Render the data between the lines holding "the dark stone" and "[[494, 314], [395, 247], [541, 257]]", inclusive, as a two-column CSV with columns named instruction and response. Give one row for each item, with its text and its answer each in a single quoted field and line breaks replaced by spaces.

============================================================

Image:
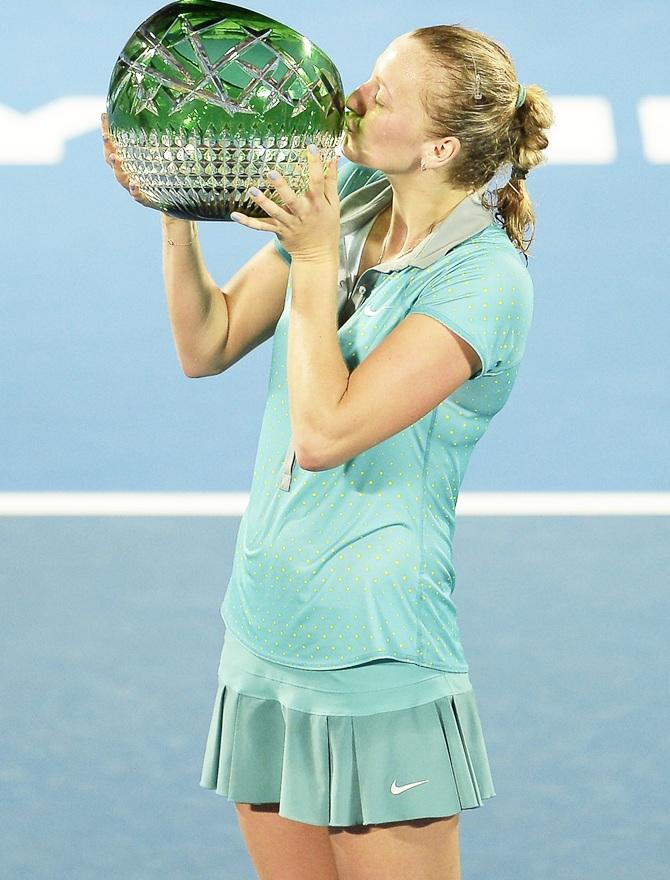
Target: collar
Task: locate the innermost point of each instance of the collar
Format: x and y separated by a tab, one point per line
468	218
356	209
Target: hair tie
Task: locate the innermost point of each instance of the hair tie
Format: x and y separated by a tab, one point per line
521	97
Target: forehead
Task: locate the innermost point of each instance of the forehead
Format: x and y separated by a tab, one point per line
400	66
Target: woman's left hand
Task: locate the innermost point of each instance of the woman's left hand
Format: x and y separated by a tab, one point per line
308	226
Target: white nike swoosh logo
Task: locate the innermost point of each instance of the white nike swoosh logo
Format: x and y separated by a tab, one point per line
398	789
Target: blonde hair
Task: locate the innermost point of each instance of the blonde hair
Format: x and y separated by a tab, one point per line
471	94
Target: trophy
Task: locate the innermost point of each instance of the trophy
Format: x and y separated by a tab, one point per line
207	98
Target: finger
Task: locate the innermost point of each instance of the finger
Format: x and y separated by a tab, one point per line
138	195
315	171
288	196
119	173
275	211
251	222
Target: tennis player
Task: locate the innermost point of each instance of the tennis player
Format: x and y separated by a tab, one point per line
396	290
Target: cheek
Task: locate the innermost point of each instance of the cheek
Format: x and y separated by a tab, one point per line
395	131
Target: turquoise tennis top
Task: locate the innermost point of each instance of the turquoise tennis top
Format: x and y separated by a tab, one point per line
339	567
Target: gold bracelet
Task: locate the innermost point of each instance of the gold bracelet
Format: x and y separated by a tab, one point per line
180	243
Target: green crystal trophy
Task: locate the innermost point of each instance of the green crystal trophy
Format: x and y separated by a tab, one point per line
207	98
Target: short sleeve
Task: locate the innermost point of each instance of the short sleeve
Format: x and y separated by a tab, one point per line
485	296
346	176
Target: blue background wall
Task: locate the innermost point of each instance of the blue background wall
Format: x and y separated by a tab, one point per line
110	625
93	397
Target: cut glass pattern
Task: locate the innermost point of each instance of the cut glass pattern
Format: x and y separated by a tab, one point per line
206	98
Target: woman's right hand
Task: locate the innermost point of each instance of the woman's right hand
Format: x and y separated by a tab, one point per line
109	152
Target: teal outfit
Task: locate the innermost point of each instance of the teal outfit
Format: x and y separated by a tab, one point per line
335	567
343	692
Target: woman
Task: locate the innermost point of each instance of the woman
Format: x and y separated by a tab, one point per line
345	726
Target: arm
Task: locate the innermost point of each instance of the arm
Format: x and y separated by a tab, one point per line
195	303
317	373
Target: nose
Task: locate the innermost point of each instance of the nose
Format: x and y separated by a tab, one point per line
354	104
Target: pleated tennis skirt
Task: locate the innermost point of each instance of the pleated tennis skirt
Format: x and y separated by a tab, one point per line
383	741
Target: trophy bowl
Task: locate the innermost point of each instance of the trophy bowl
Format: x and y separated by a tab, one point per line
207	98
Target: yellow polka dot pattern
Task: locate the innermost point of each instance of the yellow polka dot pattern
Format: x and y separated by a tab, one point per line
354	563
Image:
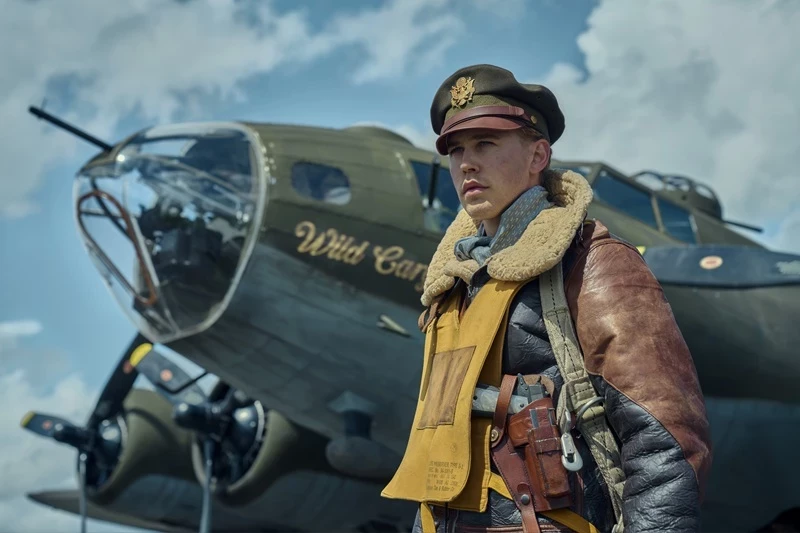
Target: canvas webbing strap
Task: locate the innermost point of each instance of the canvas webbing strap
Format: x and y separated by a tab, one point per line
578	389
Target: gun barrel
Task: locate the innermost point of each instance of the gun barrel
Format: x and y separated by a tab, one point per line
42	114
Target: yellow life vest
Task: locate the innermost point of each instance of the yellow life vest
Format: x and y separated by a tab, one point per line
447	459
447	456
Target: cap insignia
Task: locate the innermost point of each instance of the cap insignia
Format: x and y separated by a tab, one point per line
461	92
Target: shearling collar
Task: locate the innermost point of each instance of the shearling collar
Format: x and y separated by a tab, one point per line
540	247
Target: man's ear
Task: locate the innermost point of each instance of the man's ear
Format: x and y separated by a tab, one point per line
541	156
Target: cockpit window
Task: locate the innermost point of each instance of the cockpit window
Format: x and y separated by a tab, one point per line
625	197
321	182
445	204
678	222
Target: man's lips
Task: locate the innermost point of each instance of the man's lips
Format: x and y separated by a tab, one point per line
473	186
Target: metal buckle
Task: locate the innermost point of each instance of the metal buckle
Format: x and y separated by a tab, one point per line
586	406
570	457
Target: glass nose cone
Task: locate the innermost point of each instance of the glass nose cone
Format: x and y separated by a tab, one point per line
170	221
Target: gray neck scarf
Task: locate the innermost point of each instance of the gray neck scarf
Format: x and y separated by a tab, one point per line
513	223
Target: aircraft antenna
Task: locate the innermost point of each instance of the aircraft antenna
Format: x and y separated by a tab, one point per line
44	115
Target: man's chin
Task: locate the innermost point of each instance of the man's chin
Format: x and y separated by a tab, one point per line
480	212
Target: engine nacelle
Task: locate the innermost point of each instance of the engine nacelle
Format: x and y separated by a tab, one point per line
151	445
290	483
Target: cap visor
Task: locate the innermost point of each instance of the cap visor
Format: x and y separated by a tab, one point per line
488	123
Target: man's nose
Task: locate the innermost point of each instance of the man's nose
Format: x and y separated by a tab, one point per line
468	164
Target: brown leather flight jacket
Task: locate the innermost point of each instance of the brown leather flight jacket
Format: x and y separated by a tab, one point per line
639	363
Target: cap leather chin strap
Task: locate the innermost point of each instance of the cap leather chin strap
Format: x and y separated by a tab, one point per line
578	391
509	112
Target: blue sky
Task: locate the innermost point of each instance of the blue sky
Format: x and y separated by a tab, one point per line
643	84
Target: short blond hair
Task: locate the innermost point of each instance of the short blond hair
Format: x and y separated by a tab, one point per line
531	135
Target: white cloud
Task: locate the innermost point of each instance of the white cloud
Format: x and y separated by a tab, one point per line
705	89
147	57
11	330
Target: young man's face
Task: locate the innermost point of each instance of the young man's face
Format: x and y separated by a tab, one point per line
491	168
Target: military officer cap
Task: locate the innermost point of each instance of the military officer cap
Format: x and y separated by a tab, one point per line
486	96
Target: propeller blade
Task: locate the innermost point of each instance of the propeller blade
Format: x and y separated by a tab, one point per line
168	377
722	266
208	454
82	474
43	424
119	384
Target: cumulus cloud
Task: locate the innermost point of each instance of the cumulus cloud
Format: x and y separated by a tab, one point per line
704	89
11	330
102	64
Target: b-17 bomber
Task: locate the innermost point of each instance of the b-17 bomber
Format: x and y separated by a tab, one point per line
288	261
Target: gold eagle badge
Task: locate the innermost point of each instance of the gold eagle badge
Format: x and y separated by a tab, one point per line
461	92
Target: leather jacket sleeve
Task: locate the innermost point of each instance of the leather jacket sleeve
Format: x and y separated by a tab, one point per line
641	365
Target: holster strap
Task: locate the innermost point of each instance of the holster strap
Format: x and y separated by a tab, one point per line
501	409
566	517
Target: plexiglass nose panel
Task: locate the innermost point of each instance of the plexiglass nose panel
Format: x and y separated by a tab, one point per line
170	223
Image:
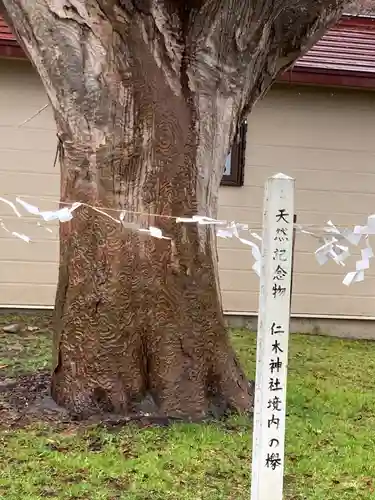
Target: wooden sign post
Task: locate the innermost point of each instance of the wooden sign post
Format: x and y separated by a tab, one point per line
272	340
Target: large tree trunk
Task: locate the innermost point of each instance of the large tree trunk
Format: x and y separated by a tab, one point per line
147	96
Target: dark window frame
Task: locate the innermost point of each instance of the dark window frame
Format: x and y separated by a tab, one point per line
238	153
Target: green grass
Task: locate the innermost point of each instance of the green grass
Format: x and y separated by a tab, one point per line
330	437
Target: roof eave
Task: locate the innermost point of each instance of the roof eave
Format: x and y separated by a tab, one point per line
322	78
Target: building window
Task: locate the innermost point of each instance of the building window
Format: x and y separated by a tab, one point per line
234	168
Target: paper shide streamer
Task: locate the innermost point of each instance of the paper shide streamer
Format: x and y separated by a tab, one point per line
333	244
223	228
336	248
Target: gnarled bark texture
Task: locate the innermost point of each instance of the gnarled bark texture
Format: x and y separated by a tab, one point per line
147	96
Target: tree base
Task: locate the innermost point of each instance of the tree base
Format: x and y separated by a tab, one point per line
87	397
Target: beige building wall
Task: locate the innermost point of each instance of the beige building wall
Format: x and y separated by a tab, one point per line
28	271
325	140
322	138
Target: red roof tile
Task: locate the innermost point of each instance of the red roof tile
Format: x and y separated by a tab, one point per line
349	47
5	32
345	56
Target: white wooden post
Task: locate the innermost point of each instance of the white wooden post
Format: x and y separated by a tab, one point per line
272	339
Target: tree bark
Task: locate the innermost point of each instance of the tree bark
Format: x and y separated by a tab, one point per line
147	96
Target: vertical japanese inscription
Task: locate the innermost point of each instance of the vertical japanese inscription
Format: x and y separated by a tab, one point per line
283	233
272	341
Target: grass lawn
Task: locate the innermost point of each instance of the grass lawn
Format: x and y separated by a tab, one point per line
330	436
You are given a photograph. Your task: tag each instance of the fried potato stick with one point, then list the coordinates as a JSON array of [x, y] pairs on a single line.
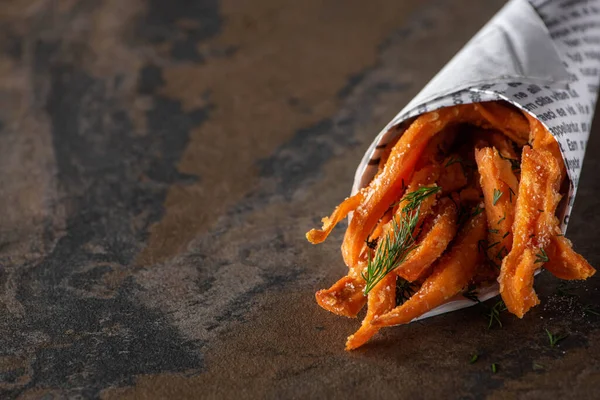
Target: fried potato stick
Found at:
[[345, 297], [433, 243], [510, 122], [499, 186], [382, 298], [564, 263], [451, 274]]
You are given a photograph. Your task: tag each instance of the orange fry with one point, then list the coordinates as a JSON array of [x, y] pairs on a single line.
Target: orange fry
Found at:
[[453, 176], [385, 188], [316, 236], [534, 224], [450, 275], [382, 298], [541, 139], [433, 243], [512, 123], [564, 263], [502, 144], [345, 297], [499, 195]]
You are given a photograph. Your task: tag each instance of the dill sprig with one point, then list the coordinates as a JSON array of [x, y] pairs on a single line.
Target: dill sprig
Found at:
[[395, 247]]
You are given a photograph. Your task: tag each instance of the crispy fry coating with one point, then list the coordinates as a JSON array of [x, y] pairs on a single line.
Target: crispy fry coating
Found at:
[[497, 174], [316, 236], [499, 186], [381, 299], [385, 187], [433, 244], [449, 277], [513, 124], [534, 225], [345, 297]]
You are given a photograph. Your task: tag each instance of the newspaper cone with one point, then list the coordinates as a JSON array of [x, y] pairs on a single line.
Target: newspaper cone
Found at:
[[542, 56]]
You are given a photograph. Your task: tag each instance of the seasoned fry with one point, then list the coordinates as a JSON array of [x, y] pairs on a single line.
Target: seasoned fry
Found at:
[[564, 263], [541, 139], [345, 297], [384, 188], [512, 124], [485, 170], [433, 243], [499, 187], [534, 224], [381, 299], [450, 276], [502, 144]]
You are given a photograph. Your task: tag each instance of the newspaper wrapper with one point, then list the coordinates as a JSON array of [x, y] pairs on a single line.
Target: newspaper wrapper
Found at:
[[543, 57]]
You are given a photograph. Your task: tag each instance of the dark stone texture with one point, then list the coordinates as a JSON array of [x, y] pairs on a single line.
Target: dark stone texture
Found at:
[[160, 163]]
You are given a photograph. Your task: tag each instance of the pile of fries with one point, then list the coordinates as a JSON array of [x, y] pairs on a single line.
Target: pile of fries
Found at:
[[464, 196]]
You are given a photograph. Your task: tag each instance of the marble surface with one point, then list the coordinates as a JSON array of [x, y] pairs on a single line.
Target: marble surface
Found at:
[[160, 163]]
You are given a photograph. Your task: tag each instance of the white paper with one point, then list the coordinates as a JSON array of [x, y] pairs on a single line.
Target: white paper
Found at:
[[543, 57]]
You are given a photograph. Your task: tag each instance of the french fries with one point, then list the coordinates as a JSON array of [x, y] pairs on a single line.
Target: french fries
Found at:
[[465, 196]]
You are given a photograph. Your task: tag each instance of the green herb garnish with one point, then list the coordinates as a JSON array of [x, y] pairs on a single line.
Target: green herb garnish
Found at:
[[494, 314], [395, 247], [541, 257]]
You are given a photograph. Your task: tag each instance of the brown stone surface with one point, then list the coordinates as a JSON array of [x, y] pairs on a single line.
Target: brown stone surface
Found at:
[[160, 162]]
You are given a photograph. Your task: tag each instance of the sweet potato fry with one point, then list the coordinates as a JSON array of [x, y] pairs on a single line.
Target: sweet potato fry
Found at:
[[380, 228], [534, 225], [502, 144], [450, 275], [316, 236], [541, 139], [453, 176], [345, 297], [382, 298], [384, 188], [507, 120], [499, 196], [433, 243], [564, 263]]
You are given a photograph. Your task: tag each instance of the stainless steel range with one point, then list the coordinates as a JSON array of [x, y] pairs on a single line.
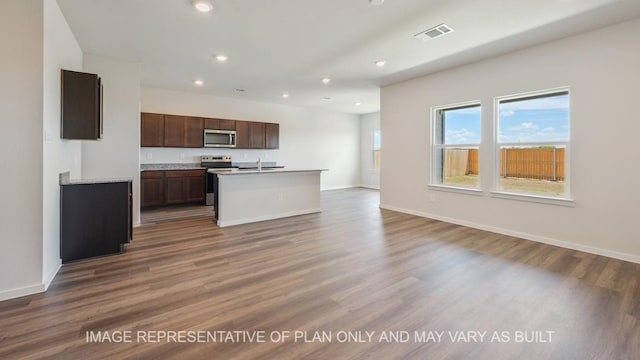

============================================================

## THE SOLUTION
instruction,response
"You are given a photograph. Your task: tag each instance of the dark stone texture with one point, then list the coordinates as a JSON array of [x, y] pairs on a single line. Target: dark stone texture Found at:","[[160, 163]]"
"You are given a photograph. Your task: tag each instance of the pile of fries with one point, then list the coordinates as a JSON array of [x, y] pairs on a single line. Target: pile of fries Found at:","[[464, 196]]"
"You are given a photograph. Your task: tag each instance of the marble surface with one point, then list the coordinates as a JSON array of [x, y] pairs on a single line. Target: marble surface Found at:","[[160, 163]]"
"You are given a photograph. Your task: tag each instance of the white paper with one point, then list the coordinates as a JSON array of [x, y] pairs on a single line. Target: white paper Found at:","[[543, 57]]"
"You are given a photograph. Your task: tag each instance of the french fries with one point, then list the coordinates as a JSON array of [x, y] pairs on a single line. Target: french fries Found at:","[[465, 196]]"
"You are given a photograph. Your task: tag each instance of the green herb garnish with one point, then list the coordinates as a JSON array of [x, y] pairs on a single line. Target: green herb garnish Found at:","[[494, 314], [395, 247], [541, 257]]"